PROBLEM DETAILS — Give the data below again, word for word.

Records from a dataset

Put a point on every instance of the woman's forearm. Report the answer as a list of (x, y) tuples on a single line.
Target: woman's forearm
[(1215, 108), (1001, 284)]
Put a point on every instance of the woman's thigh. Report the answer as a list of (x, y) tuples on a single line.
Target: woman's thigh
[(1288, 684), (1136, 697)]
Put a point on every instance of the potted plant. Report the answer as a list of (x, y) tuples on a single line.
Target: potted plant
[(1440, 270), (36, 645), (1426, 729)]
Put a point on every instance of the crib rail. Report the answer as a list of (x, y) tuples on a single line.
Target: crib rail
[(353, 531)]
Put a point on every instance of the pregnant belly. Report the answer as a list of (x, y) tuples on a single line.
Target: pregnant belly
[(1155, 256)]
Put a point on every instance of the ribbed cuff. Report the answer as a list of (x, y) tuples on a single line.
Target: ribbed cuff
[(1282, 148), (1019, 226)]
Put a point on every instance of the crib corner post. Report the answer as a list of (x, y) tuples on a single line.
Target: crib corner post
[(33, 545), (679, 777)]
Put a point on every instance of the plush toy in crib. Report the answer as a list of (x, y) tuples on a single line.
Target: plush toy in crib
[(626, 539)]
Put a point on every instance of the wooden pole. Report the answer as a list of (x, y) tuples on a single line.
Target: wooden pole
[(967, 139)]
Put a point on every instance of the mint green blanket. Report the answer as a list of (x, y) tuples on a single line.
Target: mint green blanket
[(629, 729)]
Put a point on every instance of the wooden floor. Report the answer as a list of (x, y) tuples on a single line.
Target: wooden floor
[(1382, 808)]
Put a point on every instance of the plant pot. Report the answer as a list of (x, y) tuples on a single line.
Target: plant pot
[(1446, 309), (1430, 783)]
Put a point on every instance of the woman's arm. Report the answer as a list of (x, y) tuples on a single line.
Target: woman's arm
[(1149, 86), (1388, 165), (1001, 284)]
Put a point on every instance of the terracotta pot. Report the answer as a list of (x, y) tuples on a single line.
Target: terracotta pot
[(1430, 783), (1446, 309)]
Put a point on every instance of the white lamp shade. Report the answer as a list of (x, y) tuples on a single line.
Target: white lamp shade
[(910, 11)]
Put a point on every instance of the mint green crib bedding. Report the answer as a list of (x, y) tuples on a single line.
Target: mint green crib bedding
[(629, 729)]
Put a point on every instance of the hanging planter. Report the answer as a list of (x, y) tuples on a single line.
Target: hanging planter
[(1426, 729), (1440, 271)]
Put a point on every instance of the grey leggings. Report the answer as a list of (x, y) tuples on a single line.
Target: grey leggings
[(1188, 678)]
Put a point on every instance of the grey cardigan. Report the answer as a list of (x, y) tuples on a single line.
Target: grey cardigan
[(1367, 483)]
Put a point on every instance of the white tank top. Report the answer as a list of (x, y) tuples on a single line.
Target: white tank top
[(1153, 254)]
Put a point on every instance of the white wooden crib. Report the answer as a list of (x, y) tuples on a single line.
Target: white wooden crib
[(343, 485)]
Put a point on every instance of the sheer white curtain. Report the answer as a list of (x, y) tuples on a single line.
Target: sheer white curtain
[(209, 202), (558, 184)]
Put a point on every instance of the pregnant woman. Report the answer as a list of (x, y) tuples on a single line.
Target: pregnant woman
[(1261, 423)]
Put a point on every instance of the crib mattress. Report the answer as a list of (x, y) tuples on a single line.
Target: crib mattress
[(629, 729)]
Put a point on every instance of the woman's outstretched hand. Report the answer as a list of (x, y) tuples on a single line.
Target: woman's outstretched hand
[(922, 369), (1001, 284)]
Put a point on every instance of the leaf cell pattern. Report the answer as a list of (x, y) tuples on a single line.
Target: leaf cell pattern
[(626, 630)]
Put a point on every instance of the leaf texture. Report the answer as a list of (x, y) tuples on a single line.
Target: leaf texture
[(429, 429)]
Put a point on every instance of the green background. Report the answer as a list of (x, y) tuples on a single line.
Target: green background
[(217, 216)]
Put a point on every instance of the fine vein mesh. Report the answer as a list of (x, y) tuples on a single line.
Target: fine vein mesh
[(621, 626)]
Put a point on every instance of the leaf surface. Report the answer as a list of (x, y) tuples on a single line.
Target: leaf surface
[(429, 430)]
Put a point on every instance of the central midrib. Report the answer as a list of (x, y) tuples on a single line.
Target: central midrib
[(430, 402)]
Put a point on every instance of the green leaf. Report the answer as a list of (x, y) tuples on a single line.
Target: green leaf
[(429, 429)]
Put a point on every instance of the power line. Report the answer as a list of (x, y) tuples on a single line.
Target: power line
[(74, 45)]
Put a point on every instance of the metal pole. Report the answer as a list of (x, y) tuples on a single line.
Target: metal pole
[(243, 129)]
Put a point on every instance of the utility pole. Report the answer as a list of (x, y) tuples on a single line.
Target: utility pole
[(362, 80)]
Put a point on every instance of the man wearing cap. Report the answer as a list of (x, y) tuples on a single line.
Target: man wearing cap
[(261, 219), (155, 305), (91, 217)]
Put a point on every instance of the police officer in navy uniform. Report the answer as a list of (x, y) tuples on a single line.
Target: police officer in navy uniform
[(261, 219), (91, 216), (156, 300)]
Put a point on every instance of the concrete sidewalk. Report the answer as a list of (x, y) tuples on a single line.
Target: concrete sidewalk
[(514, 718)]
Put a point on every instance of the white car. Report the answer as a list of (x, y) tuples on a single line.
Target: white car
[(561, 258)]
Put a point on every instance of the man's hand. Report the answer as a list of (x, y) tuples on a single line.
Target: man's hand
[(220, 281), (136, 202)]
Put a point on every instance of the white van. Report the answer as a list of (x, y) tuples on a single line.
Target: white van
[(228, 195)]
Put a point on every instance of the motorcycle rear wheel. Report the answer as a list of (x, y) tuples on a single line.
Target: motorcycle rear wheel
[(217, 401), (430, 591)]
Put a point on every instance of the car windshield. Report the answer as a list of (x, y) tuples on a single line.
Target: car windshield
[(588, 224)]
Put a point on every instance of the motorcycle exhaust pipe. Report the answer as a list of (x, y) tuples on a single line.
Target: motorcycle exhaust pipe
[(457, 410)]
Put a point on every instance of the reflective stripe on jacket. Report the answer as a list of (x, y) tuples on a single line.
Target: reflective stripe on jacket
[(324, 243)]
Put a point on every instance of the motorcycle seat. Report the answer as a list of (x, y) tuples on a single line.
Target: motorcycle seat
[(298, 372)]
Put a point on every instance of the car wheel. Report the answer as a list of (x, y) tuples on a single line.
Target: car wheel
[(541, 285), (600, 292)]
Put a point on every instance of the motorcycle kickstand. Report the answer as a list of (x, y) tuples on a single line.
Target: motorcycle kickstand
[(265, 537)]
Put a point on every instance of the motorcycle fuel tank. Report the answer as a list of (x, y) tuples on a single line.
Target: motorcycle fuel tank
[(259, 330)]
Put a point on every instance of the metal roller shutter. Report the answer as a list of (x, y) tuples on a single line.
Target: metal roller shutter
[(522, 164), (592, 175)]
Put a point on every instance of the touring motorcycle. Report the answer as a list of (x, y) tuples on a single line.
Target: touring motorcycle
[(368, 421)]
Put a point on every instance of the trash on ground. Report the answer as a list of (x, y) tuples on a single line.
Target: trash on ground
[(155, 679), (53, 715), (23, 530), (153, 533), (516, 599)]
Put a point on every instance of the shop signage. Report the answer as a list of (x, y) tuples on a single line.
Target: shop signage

OUTPUT OF THE EXERCISE —
Put a point on every instance of the woman's forearm. Report the answer as a list of (x, y) tuples on a single line.
Target: woman's forearm
[(1215, 108), (1001, 284)]
Put a point on every instance of the woman's thigh. Report the answer as a list of (x, y) tuples on a single line.
Target: woman's thigh
[(1288, 684), (1136, 697)]
Put a point on every instance of the potted plant. Report the answer as a list of (x, y) tuples on a single line.
Target: potted plant
[(1440, 270), (36, 645), (1426, 729)]
Put a point on every instance of the crib rail. Report the answer as a list of (x, y) tuples on a single line.
Target: crib rail
[(353, 531)]
Put a point on every instance of the pregnant belly. Report the answer as a list of (x, y) tuples on a single line.
Target: pregnant belly
[(1155, 256)]
Put a point on every instance of the ribbed cuff. Report the answer as a list of (x, y) tuples on a single line.
Target: ribbed cuff
[(1282, 148), (1019, 226)]
Put a point on every instance of the crib corner post. Report the answer as a list of (x, y) tuples on a single line.
Target: crib corner post
[(33, 545), (679, 777)]
Put a point on every instance of the plush toy in crib. Report the answer as a list of (x, y) tuples on a single line.
Target: plush toy in crib
[(626, 539)]
Put a point on every instance of the wooden pole. Report the answer as a list of (x, y) tuples on a single line.
Target: wooden pole
[(967, 139)]
Put a point on every instance of the mint green blanket. Report the answer as a list of (x, y) tuples on a single line.
Target: mint green blanket
[(629, 729)]
Put a point on every instance of the wooden floor. Report the answer as a list of (x, y) tuples on a single line.
Target: wooden floor
[(1382, 808)]
Put a point on every instance of the plant pot. Report the answer as a list of (x, y) tuples on a single line.
Target: plant pot
[(1446, 309), (1430, 783)]
Put a point on every instance of the woman's arm. Report the answer as a list of (x, y) tuples on a single line.
Target: woman's arm
[(1149, 86), (1388, 165), (1001, 284)]
Put a point on every instance of the terracotta pot. Report the answer as a list of (x, y) tuples on a single line.
Target: terracotta pot
[(1430, 783), (1446, 309)]
Put a point on every instance of the white lamp shade. Report the answer as a list of (x, y) tuples on a single line.
Target: white lamp shade
[(910, 11)]
Put a point on every instance of the mint green crib bedding. Report the answer as a list of (x, y) tuples on a single line.
Target: mint green crib bedding
[(629, 729)]
Put a point on every instance of the hanging planter. Report the answer as a list of (x, y) tuples on a single line.
Target: hanging planter
[(1426, 729), (1440, 271)]
Put a point on every instance of the grey leggings. Report the answer as a list of (x, y) tuples on a single line.
Target: grey leggings
[(1188, 678)]
Put a point on every instance of the grey cardigan. Report the answer as a list of (x, y) tuples on a single line.
Target: grey cardigan
[(1367, 483)]
Put a point on every instance of the white tank top. Report the answer as a list of (x, y) tuples on a single line.
Target: white tank top
[(1153, 254)]
Put a point on every instance of the white wooden crib. Report the answer as a list of (x, y) tuples on a single line.
Target: white wooden crib
[(343, 485)]
Put a point on every instance of the sheer white curtain. Report the answer as a list of (x, y) tuples on a single line.
Target: sheer white curtain
[(209, 202), (558, 184)]
Put a point on every instance of the pregnant woman. Report the answer as a list of (x, y) tuples on a single line.
Target: pregnant woman
[(1261, 423)]
Put a point on every instance of the crib mattress. Report the answer as a list of (x, y) tuples on a single line.
Target: crib mattress
[(629, 729)]
Put a point on every instance of the woman's outstretched hand. Report the answer as a list of (x, y) tuples on a single line.
Target: woman's outstretched hand
[(922, 369), (1001, 284)]
Put a point on every instance of the leaf cell pattern. Report the answer as a list of (x, y) tuples on a single line.
Target: leaf cell pattern
[(626, 630)]
Put a point on every instance of the leaf texture. Report the answer as a list of (x, y) tuples on a single line.
Target: leaf texture
[(429, 429)]
Put a point on every instance of the green background. Report the answer as a list of (x, y) tuples on a single line.
Target: green background
[(217, 216)]
Put a point on every instance of the fine vein mesh. Report the answer as a list of (x, y) tuples on a single line.
Target: fine vein mesh
[(621, 626)]
Put a point on every instance of the leaf surface. Report the answer as a list of (x, y) tuples on a single line.
Target: leaf surface
[(429, 430)]
Put a point on every instance of the central midrib. Report the answer as a list of (x, y) tuples on a single line.
Target: central midrib
[(430, 402)]
Put a point on every instance of the green leaf. Report the answer as a list of (x, y) tuples on a single line.
Target: green leaf
[(429, 429)]
Put a point on every instance of the power line. Report the answer as a list of (x, y) tuples on a single line.
Target: power line
[(74, 45)]
Put a point on every instance of the metal pole. Report the answer as a list of (x, y) tuples on a single line.
Target: metal pole
[(243, 129)]
Put a point on every instance of the utility pole. Report the answer as a list of (x, y) tuples on a single line.
Target: utility pole
[(362, 80)]
Put a point on every instance of the man wearing cap. Report the answer as a list of (x, y) tuples on a single line.
Target: man wearing cap
[(261, 219), (155, 305), (91, 217)]
Put a point on every instance of the police officer in navy uniform. Report the answer as a list of (x, y) tuples on a single line.
Target: police officer in navy uniform
[(261, 219), (91, 216), (156, 300)]
Put a point on every instance of the concrete sidewalk. Report the answer as a list of (x, y) tuples on a single line.
Target: concrete sidewalk
[(514, 718)]
Put a point on every instance of the white car. Report the answer as a list of (x, y) tuples on a single line.
Target: white car
[(561, 258)]
Put a point on every instance of the man's hand. Report the answer as a list of (x, y) tuples on a single line.
Target: man's hand
[(220, 281), (136, 202)]
Put a point on every instance of the white van. Report the answer as a list of (x, y) tuples on a single line.
Target: white van
[(228, 195)]
Put a point on every instance of the motorcycle rear wheel. Report the answer as a list of (x, y) tuples on a single line.
Target: motorcycle rear wheel
[(217, 401), (430, 591)]
Put a point on every instance of the car windshield. Report the answer as a list of (x, y) tuples on a single line.
Target: car windshield
[(588, 224)]
Put a point on every instance of the motorcycle exhaust pipe. Report the answer as a list of (x, y) tuples on a single line.
Target: motorcycle exhaust pipe
[(457, 410)]
Put a point on every instance of the reflective stripe on jacket. Report the answer as a list of (x, y) tuples on a single line.
Target: reflective stripe on jacket
[(324, 243)]
Put a point on every instance of the motorcycle seat. Report the answer as a list of (x, y) tuples on a single line.
Target: motorcycle seat
[(298, 372)]
Put a point on every instance of the car wheel. Report the answer as a list of (x, y) tuples on a single line.
Target: car wheel
[(541, 285), (600, 292)]
Put a point on every instance of the motorcycle kickstand. Report the answer as a list of (x, y) tuples on a single line.
Target: motorcycle kickstand
[(265, 537)]
Put a point on every instance of the motorcycle fuel tank. Report the answer as a list of (x, y) tuples on a single line.
Target: motorcycle fuel tank
[(259, 330)]
Put a point on every instance of the metal roller shutter. Report the answer as a list of (x, y) tuples on a single line.
Target: metal roller shutter
[(522, 164), (592, 175)]
Put a point on every instance of the touring motorcycle. Report the answer as a list of (x, y) tuples on a single line.
Target: touring motorcycle
[(368, 421)]
Put a point on every instance of the trash on ground. Report the answer as a list of (x, y) tuples on a single line.
Target: trash on ground
[(155, 679), (53, 715), (23, 530), (153, 533), (516, 599)]
Put a point on every instance of the shop signage. Report the answer as a list of (x, y) tuples on a single line.
Target: shop signage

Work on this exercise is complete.